- Work task
Determine how many lines of the material hold the string "target" and reply with only that number.

- Source data
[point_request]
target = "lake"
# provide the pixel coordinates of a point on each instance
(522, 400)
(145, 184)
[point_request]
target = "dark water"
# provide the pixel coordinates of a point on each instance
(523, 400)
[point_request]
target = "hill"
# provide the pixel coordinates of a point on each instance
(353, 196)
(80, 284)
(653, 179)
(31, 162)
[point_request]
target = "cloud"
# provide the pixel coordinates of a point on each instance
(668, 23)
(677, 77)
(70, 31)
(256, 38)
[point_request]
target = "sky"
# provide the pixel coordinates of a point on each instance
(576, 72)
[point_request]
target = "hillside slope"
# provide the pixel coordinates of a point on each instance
--
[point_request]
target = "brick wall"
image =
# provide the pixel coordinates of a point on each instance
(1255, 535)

- Exercise output
7